### WHAT YOU WILL DO
Starting with the line that holds "Tag the great", repeat each line through the last one below, exactly. Pictures stay out.

### DATA FOR THE TASK
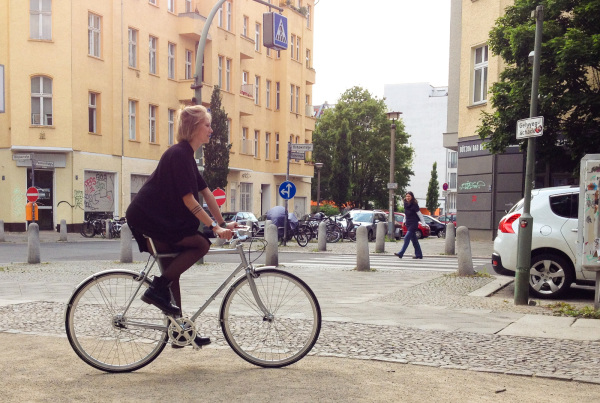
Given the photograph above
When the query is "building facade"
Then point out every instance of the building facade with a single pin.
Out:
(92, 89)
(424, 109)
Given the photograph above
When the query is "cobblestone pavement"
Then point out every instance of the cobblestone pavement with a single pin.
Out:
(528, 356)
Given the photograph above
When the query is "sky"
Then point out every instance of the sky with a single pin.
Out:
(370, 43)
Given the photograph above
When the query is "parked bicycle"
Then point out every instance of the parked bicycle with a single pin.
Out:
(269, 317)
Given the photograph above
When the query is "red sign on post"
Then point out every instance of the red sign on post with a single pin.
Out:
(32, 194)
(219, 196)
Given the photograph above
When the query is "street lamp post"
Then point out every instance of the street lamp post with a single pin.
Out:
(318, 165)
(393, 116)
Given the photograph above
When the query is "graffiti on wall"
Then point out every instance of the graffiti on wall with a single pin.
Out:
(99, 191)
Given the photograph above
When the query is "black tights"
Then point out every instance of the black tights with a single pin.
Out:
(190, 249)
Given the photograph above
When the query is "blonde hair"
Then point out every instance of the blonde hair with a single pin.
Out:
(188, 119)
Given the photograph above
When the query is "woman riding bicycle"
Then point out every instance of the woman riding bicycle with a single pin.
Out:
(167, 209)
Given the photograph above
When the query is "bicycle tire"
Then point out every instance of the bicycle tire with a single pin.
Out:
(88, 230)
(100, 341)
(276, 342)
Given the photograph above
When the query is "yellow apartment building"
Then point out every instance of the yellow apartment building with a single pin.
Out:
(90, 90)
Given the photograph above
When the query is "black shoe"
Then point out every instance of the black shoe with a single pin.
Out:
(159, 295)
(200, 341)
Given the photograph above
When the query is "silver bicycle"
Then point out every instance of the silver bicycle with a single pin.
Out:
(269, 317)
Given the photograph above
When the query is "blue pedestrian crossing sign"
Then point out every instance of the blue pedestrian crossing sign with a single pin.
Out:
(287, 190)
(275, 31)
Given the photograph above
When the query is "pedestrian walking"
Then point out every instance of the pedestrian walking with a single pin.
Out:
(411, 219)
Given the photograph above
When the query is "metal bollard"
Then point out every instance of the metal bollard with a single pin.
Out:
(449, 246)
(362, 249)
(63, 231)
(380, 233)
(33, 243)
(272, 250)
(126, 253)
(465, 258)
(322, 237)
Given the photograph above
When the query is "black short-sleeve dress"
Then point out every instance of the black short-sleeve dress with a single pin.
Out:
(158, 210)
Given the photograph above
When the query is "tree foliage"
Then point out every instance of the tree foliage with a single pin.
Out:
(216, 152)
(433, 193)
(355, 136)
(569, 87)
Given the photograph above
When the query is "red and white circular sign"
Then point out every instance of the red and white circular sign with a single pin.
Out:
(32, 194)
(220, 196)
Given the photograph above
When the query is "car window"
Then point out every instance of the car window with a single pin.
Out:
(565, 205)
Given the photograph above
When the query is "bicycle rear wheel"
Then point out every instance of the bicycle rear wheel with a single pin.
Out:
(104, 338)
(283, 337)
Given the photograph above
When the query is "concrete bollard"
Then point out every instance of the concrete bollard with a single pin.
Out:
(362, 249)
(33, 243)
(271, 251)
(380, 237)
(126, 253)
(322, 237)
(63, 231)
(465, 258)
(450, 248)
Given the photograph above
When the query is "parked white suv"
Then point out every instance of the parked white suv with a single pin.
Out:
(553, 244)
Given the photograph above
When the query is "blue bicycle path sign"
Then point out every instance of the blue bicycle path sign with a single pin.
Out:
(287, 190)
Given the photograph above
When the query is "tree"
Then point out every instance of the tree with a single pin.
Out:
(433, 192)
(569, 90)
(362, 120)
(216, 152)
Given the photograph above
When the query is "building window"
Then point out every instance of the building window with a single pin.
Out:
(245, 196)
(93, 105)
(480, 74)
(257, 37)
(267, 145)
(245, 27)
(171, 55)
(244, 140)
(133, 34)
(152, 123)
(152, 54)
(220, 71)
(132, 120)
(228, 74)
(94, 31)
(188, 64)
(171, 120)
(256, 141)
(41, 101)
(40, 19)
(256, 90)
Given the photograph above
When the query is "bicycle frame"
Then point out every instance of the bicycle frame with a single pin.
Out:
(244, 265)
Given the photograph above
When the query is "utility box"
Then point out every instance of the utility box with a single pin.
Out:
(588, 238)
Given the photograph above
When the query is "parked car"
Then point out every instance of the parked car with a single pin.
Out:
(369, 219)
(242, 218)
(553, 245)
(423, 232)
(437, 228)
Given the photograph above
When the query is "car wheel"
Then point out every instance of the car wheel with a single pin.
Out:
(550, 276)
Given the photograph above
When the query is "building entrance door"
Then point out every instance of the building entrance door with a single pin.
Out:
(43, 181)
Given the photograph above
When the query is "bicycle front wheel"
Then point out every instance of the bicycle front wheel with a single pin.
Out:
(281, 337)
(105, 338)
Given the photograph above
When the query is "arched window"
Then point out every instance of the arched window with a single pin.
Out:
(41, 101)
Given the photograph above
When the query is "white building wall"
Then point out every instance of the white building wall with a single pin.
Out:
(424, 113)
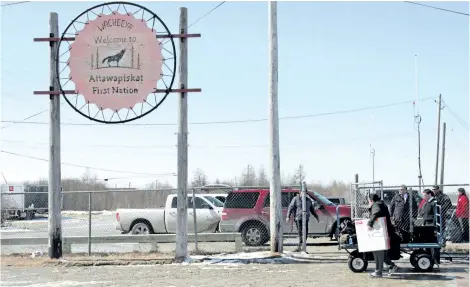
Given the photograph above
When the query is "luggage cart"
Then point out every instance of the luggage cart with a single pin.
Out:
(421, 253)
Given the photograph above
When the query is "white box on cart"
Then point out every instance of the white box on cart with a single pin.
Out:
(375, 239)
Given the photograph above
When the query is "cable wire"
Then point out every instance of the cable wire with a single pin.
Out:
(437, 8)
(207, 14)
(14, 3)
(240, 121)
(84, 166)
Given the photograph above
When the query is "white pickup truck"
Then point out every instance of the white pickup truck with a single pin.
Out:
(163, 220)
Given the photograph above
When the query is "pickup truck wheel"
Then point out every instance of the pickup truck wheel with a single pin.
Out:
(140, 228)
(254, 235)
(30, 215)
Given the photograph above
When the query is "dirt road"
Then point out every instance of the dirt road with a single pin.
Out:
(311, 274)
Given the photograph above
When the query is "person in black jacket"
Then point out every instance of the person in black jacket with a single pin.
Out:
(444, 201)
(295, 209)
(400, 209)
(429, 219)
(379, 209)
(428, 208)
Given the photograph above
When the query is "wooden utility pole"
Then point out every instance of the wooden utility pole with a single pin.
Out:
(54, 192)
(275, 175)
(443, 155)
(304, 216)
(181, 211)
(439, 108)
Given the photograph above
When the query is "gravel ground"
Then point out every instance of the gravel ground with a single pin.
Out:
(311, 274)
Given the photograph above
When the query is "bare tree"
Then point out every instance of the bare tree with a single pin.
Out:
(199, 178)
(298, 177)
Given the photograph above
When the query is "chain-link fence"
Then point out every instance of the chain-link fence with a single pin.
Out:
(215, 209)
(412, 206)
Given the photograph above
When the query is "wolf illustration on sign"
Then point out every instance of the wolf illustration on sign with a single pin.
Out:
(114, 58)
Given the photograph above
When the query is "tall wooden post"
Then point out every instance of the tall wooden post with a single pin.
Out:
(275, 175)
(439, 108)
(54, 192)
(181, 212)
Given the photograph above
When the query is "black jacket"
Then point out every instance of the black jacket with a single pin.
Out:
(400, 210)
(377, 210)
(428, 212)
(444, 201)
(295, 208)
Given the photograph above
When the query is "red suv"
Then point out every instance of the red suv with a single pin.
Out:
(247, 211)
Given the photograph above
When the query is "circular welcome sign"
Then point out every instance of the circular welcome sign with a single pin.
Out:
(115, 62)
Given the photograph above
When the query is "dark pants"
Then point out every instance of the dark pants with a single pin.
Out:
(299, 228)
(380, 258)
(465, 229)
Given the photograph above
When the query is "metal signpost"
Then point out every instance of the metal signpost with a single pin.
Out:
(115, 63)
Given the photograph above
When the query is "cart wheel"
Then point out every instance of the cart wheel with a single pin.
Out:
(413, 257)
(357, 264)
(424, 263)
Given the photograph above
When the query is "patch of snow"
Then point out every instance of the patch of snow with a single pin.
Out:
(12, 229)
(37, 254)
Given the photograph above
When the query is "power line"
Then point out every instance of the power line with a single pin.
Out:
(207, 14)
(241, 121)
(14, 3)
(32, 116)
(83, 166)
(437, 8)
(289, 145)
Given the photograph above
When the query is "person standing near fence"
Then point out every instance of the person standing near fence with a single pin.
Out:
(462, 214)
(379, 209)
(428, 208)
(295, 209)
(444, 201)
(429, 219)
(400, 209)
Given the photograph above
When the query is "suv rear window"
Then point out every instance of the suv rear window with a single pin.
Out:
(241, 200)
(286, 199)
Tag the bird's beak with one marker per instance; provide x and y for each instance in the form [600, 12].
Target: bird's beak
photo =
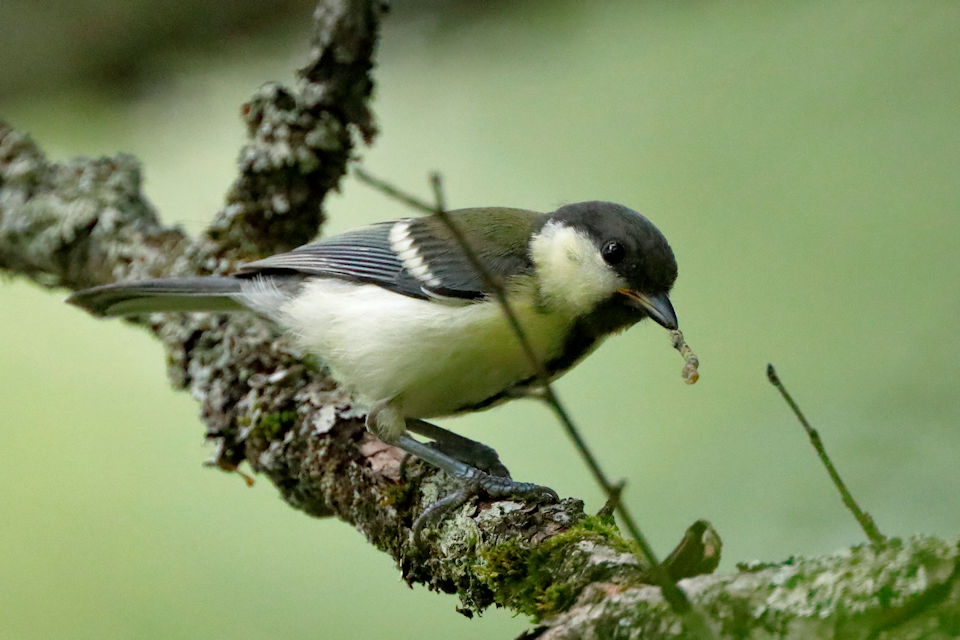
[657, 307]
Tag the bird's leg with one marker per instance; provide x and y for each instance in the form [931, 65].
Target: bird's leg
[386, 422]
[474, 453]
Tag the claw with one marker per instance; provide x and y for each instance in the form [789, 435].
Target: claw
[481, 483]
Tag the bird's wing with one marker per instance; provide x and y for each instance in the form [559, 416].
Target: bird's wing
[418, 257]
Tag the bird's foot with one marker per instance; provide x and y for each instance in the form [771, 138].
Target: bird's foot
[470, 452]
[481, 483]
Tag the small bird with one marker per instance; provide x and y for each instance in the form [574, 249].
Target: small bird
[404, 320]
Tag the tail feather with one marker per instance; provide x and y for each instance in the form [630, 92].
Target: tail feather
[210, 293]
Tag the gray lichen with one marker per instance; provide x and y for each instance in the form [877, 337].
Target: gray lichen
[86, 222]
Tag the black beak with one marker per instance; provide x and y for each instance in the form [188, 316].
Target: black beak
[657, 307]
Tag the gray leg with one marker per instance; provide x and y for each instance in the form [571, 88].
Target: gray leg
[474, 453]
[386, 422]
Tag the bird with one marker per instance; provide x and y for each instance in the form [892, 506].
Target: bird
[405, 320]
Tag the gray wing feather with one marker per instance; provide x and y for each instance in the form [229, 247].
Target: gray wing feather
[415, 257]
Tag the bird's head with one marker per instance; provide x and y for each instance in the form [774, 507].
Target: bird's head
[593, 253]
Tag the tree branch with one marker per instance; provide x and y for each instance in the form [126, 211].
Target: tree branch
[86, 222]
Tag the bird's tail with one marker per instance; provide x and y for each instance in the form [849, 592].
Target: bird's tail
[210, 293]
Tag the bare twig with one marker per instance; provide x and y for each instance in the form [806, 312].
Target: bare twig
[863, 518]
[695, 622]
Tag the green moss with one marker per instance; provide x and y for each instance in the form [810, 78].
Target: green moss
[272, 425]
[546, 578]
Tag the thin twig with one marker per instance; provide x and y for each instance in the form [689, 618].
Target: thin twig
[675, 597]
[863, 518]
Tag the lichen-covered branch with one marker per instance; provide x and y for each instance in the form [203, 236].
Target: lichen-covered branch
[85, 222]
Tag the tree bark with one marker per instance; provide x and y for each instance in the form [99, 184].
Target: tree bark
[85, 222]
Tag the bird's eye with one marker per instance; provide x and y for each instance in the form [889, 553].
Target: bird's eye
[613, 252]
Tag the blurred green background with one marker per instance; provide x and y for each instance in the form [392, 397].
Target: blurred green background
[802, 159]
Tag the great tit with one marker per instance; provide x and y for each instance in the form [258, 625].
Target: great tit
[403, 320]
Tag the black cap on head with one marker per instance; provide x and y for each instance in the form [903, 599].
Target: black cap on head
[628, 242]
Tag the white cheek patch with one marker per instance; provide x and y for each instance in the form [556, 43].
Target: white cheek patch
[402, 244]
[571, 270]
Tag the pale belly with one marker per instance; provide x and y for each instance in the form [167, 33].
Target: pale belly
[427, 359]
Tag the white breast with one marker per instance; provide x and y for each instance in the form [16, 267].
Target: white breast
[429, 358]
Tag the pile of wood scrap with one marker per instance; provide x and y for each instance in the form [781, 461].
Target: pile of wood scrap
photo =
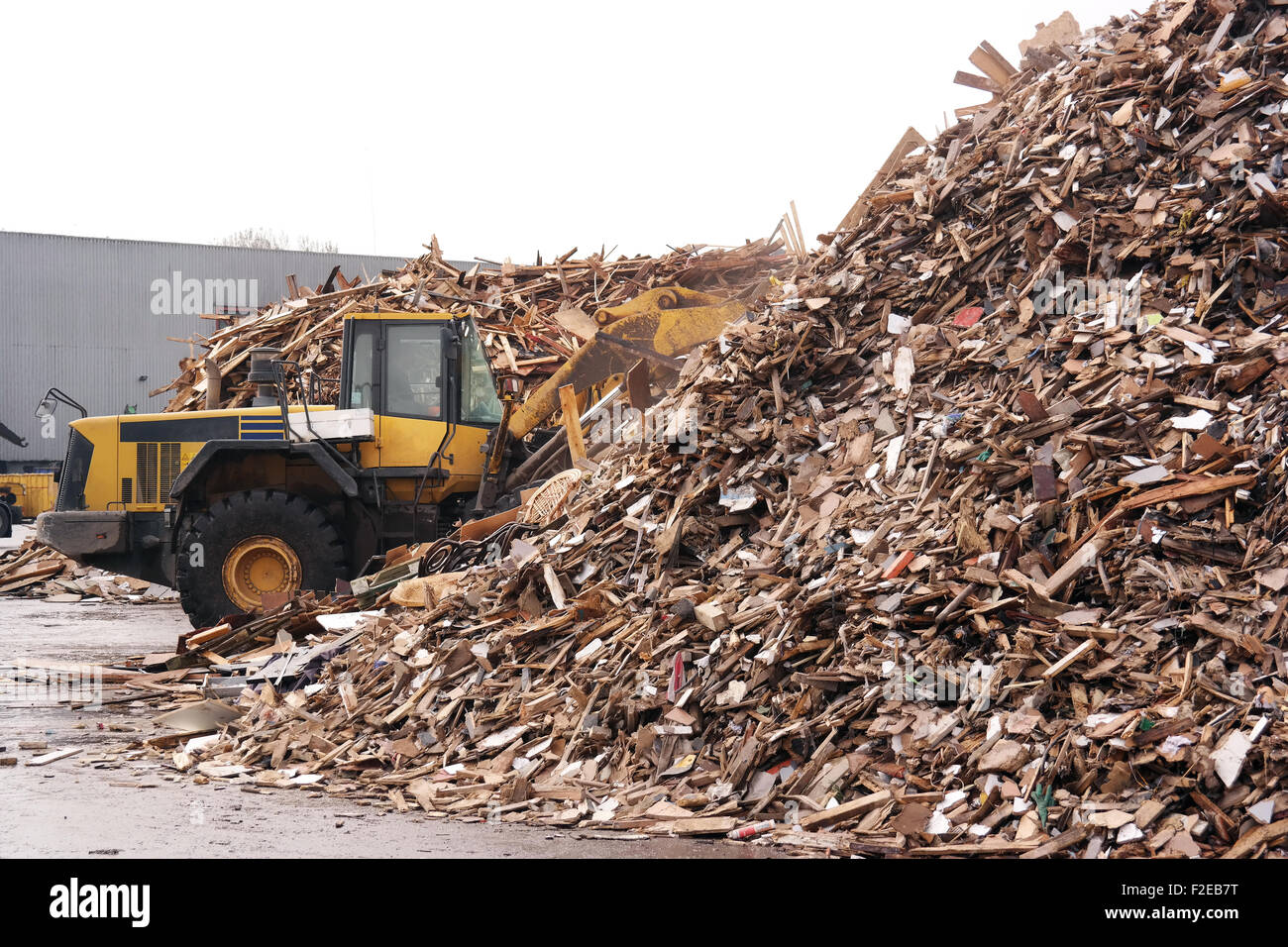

### TASK RESPONSE
Tag the great tit with one marker per instance; provide x and y for each instance in the form [258, 625].
Target: great tit
[403, 320]
Tag the black cap on head with one marker per instance; provide x and y for each instance in the form [903, 599].
Target: black cap on head
[628, 242]
Tag the white cheek patch with one marker per instance; provide x and y for each instance in the form [556, 43].
Target: white cheek patch
[402, 244]
[571, 270]
Tag the pale belly with one marker per instance; provide x and y for each instance in the form [167, 33].
Target: pale belly
[427, 359]
Tag the white breast with one marker per instance; provide x and y for each instance in the form [16, 267].
Target: white breast
[429, 358]
Tag the pile of wood scrap with one marker per instance; provide x and y for each instance in the form [781, 461].
Target: pile of wood scrap
photo =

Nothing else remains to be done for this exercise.